=== THE PROBLEM ===
Reproduce every entry exactly.

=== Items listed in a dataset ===
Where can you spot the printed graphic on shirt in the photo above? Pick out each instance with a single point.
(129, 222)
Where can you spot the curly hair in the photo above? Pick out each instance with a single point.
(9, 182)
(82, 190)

=== TASK OUTPUT ===
Where can you spot the printed graphic on shirt in the photo above? Pick out each instance with a single point.
(129, 222)
Where can you spot the curly hair in the photo above? Pick out each instance with a single point.
(9, 182)
(82, 190)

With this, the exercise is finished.